#### WRITTEN INSTRUCTION:
Put every one of the entries below into a JSON list of strings, one string per line, skipping blank lines. Leave out the lines that stand for pictures.

***** RECORDS SUPPLIED

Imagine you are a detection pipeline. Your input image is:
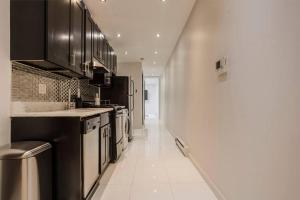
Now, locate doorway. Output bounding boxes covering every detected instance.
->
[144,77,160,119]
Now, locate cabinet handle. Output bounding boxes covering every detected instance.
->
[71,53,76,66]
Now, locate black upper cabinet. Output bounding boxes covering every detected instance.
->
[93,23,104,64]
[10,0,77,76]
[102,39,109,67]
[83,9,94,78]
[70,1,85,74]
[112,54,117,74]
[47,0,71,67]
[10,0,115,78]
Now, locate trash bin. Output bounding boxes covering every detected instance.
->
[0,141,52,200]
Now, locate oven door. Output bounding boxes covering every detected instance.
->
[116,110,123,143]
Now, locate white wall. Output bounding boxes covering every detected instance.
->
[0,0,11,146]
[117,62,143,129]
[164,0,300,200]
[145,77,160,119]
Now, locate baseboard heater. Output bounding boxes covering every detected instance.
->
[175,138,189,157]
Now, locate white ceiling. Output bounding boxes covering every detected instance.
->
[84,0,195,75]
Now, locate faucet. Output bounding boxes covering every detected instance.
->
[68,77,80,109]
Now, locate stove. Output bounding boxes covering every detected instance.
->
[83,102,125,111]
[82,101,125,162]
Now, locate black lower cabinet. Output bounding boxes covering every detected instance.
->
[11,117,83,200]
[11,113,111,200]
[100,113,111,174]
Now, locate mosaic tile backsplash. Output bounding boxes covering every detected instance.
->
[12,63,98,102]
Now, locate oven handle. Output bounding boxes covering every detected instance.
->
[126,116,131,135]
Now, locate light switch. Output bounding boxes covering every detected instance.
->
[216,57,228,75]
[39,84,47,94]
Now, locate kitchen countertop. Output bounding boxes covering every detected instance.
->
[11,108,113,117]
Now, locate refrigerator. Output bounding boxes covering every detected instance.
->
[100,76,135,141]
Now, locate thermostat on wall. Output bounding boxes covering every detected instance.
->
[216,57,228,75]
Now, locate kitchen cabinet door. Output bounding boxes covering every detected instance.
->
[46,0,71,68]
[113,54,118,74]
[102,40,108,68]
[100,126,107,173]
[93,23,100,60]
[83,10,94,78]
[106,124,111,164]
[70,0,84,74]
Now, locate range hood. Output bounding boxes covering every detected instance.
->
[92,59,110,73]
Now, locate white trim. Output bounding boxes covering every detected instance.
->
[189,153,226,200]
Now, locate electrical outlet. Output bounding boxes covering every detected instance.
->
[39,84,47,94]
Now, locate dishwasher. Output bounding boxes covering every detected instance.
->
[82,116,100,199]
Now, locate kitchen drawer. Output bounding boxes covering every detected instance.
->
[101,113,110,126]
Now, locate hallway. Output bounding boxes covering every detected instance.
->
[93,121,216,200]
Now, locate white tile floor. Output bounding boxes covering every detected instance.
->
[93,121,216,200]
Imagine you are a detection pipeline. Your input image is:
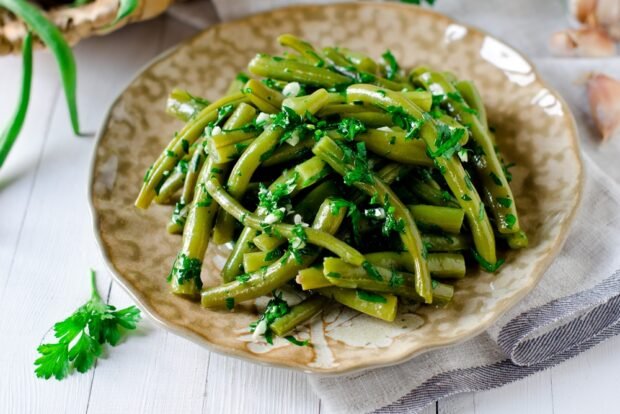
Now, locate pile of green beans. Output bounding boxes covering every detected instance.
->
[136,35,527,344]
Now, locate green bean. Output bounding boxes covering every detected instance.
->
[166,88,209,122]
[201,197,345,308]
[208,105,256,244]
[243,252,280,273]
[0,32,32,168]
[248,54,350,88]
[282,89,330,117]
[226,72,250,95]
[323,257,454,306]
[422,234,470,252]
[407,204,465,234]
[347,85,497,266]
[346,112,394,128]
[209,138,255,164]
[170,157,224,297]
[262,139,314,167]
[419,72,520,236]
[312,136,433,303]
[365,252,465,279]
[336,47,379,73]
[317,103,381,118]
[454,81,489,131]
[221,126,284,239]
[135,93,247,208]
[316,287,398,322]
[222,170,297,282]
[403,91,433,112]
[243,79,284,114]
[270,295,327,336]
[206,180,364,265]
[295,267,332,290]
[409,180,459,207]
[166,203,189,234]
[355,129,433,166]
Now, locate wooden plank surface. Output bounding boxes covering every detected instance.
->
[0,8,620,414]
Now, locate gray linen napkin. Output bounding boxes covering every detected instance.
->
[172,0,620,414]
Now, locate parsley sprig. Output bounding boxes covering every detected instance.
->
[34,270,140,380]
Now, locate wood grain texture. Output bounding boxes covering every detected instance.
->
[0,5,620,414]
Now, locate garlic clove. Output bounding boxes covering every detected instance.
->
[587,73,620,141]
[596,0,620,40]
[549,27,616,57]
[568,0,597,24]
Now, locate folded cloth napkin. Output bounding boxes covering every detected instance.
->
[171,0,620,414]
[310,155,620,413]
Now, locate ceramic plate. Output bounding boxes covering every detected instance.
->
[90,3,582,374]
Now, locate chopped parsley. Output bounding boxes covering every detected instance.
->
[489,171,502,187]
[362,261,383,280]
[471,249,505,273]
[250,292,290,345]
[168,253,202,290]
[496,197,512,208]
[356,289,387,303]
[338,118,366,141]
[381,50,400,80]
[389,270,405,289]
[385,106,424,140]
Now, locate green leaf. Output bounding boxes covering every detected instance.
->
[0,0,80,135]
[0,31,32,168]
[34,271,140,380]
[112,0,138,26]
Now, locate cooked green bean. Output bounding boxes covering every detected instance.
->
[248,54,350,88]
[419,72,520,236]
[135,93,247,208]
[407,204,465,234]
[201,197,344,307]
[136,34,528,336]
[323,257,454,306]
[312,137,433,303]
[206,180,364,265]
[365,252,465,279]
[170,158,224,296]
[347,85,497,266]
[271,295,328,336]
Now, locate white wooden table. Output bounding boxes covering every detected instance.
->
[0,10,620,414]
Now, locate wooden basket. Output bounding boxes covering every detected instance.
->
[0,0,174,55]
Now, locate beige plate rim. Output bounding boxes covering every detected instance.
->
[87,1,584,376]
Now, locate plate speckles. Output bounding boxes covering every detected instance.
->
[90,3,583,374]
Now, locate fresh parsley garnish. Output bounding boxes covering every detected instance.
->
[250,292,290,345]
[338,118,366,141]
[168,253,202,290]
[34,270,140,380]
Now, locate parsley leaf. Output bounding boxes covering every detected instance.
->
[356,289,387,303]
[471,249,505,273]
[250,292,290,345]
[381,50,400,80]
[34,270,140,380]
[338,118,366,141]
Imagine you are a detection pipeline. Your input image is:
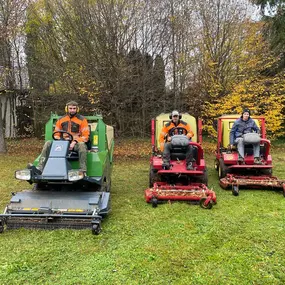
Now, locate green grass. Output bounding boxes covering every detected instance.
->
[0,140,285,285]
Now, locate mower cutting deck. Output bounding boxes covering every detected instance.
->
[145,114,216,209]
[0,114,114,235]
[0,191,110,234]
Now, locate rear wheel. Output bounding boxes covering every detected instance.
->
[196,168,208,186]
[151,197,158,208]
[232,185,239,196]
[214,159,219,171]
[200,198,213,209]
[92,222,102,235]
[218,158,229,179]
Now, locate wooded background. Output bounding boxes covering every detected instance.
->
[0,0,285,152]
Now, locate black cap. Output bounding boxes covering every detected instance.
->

**********

#### EXPECTED ANSWER:
[
  "Imagine you are a detection pipeline. Your input image is:",
  "Now, locate doorway. Output bounding boxes covering every detected instance.",
  "->",
  "[144,77,160,119]",
  "Now, locate cabinet handle. Output bounding boxes covering every detected instance.",
  "->",
  "[71,53,76,66]",
  "Now, locate black upper cabinet. Output bounding boxes covering every detected instance.",
  "->",
  "[93,23,104,64]",
  "[10,0,77,76]",
  "[102,39,109,67]",
  "[83,9,94,78]",
  "[70,1,85,74]",
  "[112,54,117,74]",
  "[47,0,71,67]",
  "[10,0,115,78]",
  "Now, locate trash bin. Output bounding boxes covering every detected instance.",
  "->",
  "[0,141,52,200]",
  "Now, locate oven door. Output bounding boxes covering every detected instance.",
  "->",
  "[116,110,123,143]",
  "Now, locate white wall. Output bounding boxes covering every detected instance.",
  "->",
  "[0,0,11,146]",
  "[117,62,143,129]",
  "[164,0,300,200]",
  "[145,77,160,119]",
  "Now, locate baseboard heater. Output bounding boxes covering every detected instance.",
  "->",
  "[175,138,189,157]",
  "Now, locate white ceiling. Output bounding boxes covering every detected instance.",
  "->",
  "[84,0,195,75]",
  "Now, locate faucet. Output bounding boxes covering every detected instance.",
  "->",
  "[68,77,80,109]",
  "Now, locate stove. Output bounding boxes covering every detected instance.",
  "->",
  "[83,102,125,111]",
  "[82,101,125,162]",
  "Now, locate black lower cabinet. Output bounding boxes covering every detected instance.",
  "->",
  "[11,117,83,200]",
  "[11,113,111,200]",
  "[100,113,111,174]",
  "Now, locate mosaic tile backsplash. Output bounding boxes covering every detected instance.",
  "->",
  "[12,63,98,102]",
  "Now, locate oven handle. Output bounding boxes covering every detected instance.",
  "->",
  "[126,116,131,135]",
  "Now, locate light switch. Output bounding boxes covering every detected instance.",
  "->",
  "[216,57,228,75]",
  "[39,84,47,94]",
  "Now, locate kitchen countertop. Output bounding boxes covering every detected instance.",
  "->",
  "[11,108,113,117]",
  "Now, locate refrigerator. Output bounding boxes covering every detected instance.",
  "->",
  "[100,76,135,141]",
  "Now, locate thermostat on wall. Output bounding boxes covering every detected instance.",
  "->",
  "[216,57,228,75]",
  "Now, locate kitchen cabinet door. Output bounding boxes covering every detected instance.",
  "->",
  "[46,0,71,68]",
  "[113,54,118,74]",
  "[102,40,108,68]",
  "[100,126,107,173]",
  "[93,23,100,60]",
  "[83,10,94,78]",
  "[106,124,111,164]",
  "[70,0,84,74]",
  "Now, locate range hood. Output bounding boxes covering every detected instance.",
  "->",
  "[92,59,110,73]",
  "Now, locate white trim. Output bounding boxes covering every detected instance.",
  "->",
  "[189,153,226,200]",
  "Now, locate electrical outlet. Output bounding boxes covering every detected instance.",
  "->",
  "[39,84,47,94]",
  "Now, locate dishwasher. Output bounding boxes covering every detected instance.",
  "->",
  "[82,116,100,199]",
  "Now, locate kitchen drawer. Output bounding boxes covering every detected instance.",
  "->",
  "[101,113,110,126]",
  "Now, locate hallway. Output bounding boxes covering every detected instance.",
  "->",
  "[93,121,216,200]",
  "Now, locate white tile floor. Output bounding boxes covering every detected instance.",
  "->",
  "[93,121,216,200]",
  "Imagine you are a detection pipeline. Your input image is:",
  "Now, locate pile of green beans. Output bounding boxes covering every detected instance.",
  "->",
  "[136,35,527,344]",
  "Now, locate green bean. Output bounding boxes covering every detected instance.",
  "->",
  "[166,88,209,122]",
  "[201,197,345,308]",
  "[208,105,256,244]",
  "[243,252,280,273]",
  "[0,32,32,168]",
  "[248,54,350,88]",
  "[282,89,330,117]",
  "[226,72,250,95]",
  "[323,257,454,306]",
  "[422,234,470,252]",
  "[407,204,465,234]",
  "[347,85,497,266]",
  "[346,112,394,128]",
  "[209,138,255,164]",
  "[170,157,224,297]",
  "[262,139,314,167]",
  "[419,72,520,236]",
  "[312,136,433,303]",
  "[365,252,465,279]",
  "[336,47,379,73]",
  "[317,103,381,118]",
  "[454,81,489,131]",
  "[221,126,284,239]",
  "[135,93,247,208]",
  "[316,287,398,322]",
  "[222,170,297,282]",
  "[403,91,433,112]",
  "[243,79,284,114]",
  "[270,295,327,336]",
  "[206,180,364,265]",
  "[295,267,332,290]",
  "[409,180,459,207]",
  "[166,203,189,234]",
  "[355,129,433,166]",
  "Now, locate wooden plank surface. Output bounding boxes covering every detected instance.",
  "->",
  "[0,8,620,414]",
  "Now, locate gray linen napkin. Output bounding boxes covering every detected instance.",
  "->",
  "[172,0,620,414]",
  "Now, locate parsley sprig. Output bounding boxes covering every detected instance.",
  "->",
  "[34,270,140,380]",
  "Now, locate wood grain texture. Output bounding boxes covering every detected instance.",
  "->",
  "[0,5,620,414]",
  "Now, locate garlic clove. Output bounding boxes covering every detected instance.",
  "->",
  "[587,73,620,141]",
  "[596,0,620,40]",
  "[549,27,616,57]",
  "[568,0,597,24]",
  "Now, locate folded cloth napkin. Output bounding boxes covering every detected instance.",
  "->",
  "[171,0,620,414]",
  "[310,155,620,413]",
  "Now, locate ceramic plate. Output bounding boxes covering every detected instance.",
  "->",
  "[90,3,582,374]",
  "Now, locate chopped parsley. Output bounding boxes covering every detected instance.",
  "->",
  "[489,171,502,187]",
  "[362,261,383,280]",
  "[471,249,505,273]",
  "[250,292,290,345]",
  "[168,253,202,290]",
  "[496,197,512,208]",
  "[356,289,387,303]",
  "[338,118,366,141]",
  "[381,50,400,80]",
  "[389,270,405,289]",
  "[385,106,424,140]",
  "Now, locate green leaf. Output bounding boxes covering every detected instance.",
  "->",
  "[0,0,80,135]",
  "[0,31,32,168]",
  "[34,271,140,380]",
  "[112,0,138,26]",
  "Now, locate cooked green bean. Output bounding boxes covering every detected instance.",
  "->",
  "[248,54,350,88]",
  "[419,72,520,236]",
  "[135,93,247,208]",
  "[407,204,465,234]",
  "[201,197,344,307]",
  "[136,34,528,336]",
  "[323,257,454,306]",
  "[312,137,433,303]",
  "[206,180,364,265]",
  "[365,252,465,279]",
  "[170,158,224,296]",
  "[347,85,497,266]",
  "[271,295,328,336]",
  "Now, locate white wooden table. Output bounding boxes covering every detected instance.",
  "->",
  "[0,10,620,414]",
  "Now, locate wooden basket. Output bounding boxes covering every detected instance.",
  "->",
  "[0,0,174,55]",
  "Now, locate beige plate rim. Output bounding boxes covering every detected instance.",
  "->",
  "[87,1,584,376]",
  "Now, locate plate speckles. Output bounding boxes covering every detected instance.",
  "->",
  "[90,3,583,374]",
  "Now, locate fresh parsley garnish. Output bounding boxes covering every detected instance.",
  "->",
  "[250,292,290,345]",
  "[338,118,366,141]",
  "[168,253,202,290]",
  "[34,270,140,380]",
  "Now, locate parsley leaf. Output bounding boxes covering every detected instance.",
  "->",
  "[356,289,387,303]",
  "[471,249,505,273]",
  "[250,292,290,345]",
  "[381,50,400,80]",
  "[34,270,140,380]",
  "[338,118,366,141]",
  "Imagine you are a detection pipeline. Your input image is:",
  "Now, locate green grass. Output bounding boxes covering every detected instance.",
  "->",
  "[0,140,285,285]",
  "Now, locate mower cutting deck. Output bounding boxes covering every detected instance.",
  "->",
  "[145,114,216,209]",
  "[0,114,114,235]",
  "[0,191,110,234]",
  "Now, locate rear wheel. Output bounding boxes covering every detected instance.",
  "->",
  "[196,168,208,186]",
  "[151,197,158,208]",
  "[232,185,239,196]",
  "[214,159,219,171]",
  "[200,198,213,209]",
  "[92,222,102,235]",
  "[218,158,229,179]",
  "Now, locate wooded background. Output bounding boxes covering every detected instance.",
  "->",
  "[0,0,285,152]",
  "Now, locate black cap. Output bounding boxes covering every detected instance.",
  "->"
]